Goal
Convert the lines of the entries below into a JSON list of strings, with one string for each line and blank lines left out.

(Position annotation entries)
**********

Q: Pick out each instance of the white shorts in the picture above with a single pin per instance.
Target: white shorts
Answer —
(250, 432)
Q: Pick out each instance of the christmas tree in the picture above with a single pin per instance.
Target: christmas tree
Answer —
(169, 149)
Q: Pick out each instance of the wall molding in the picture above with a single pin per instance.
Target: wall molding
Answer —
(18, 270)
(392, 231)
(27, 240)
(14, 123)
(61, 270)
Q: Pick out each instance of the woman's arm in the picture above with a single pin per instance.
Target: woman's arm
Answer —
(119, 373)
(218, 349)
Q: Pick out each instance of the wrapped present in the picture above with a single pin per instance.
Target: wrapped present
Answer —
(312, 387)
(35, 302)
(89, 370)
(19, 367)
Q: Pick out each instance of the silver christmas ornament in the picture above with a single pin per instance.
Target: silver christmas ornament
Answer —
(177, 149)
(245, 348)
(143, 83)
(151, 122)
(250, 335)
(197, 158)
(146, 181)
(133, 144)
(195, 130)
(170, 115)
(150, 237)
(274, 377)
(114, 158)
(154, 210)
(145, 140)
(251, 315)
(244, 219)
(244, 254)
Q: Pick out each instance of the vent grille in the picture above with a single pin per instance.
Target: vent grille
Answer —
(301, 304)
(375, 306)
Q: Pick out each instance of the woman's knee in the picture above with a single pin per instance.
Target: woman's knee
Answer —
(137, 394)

**********

Full response
[
  "Q: Pick out each instance of the white shorts in the picture above with a single pin per instance.",
  "Target: white shorts",
  "Answer —",
  "(250, 432)",
  "Q: Pick out each instance of the christmas tree in the picture above with a single pin per instance.",
  "Target: christmas tree",
  "Answer —",
  "(169, 149)",
  "Q: Pick out each instance of the wall molding in the picture above with a single pin per instance.",
  "Target: wall molding",
  "Answer —",
  "(18, 270)",
  "(392, 231)",
  "(27, 240)",
  "(14, 123)",
  "(61, 270)",
  "Q: Pick out each instance of the woman's arm in the picture above with a single pin per instance.",
  "Target: woman's arm",
  "Answer —",
  "(119, 373)",
  "(218, 349)",
  "Q: Pick out each instance of the wrapped present in the picture above with a single pin per instance.",
  "Target: wrapped present",
  "Answer —",
  "(312, 387)",
  "(35, 302)",
  "(89, 370)",
  "(19, 367)",
  "Q: Pick out each instance of the silver christmas ornament in the picture above with a single pin per instance.",
  "Target: silver christmas ornament",
  "Answer —",
  "(177, 149)",
  "(245, 348)",
  "(143, 83)",
  "(151, 122)",
  "(250, 335)",
  "(197, 158)",
  "(146, 181)",
  "(133, 144)",
  "(195, 130)",
  "(170, 115)",
  "(150, 237)",
  "(274, 377)",
  "(114, 158)",
  "(154, 210)",
  "(145, 140)",
  "(251, 315)",
  "(244, 219)",
  "(244, 254)",
  "Q: Pick out each instance of the vent grille in the picture above with a single pin per instance.",
  "Target: vent grille",
  "Answer —",
  "(301, 304)",
  "(375, 306)",
  "Q: Pick out each instance of the woman's knee in the picture above with a single pin per instance.",
  "Target: woman's knee",
  "Answer —",
  "(137, 394)"
]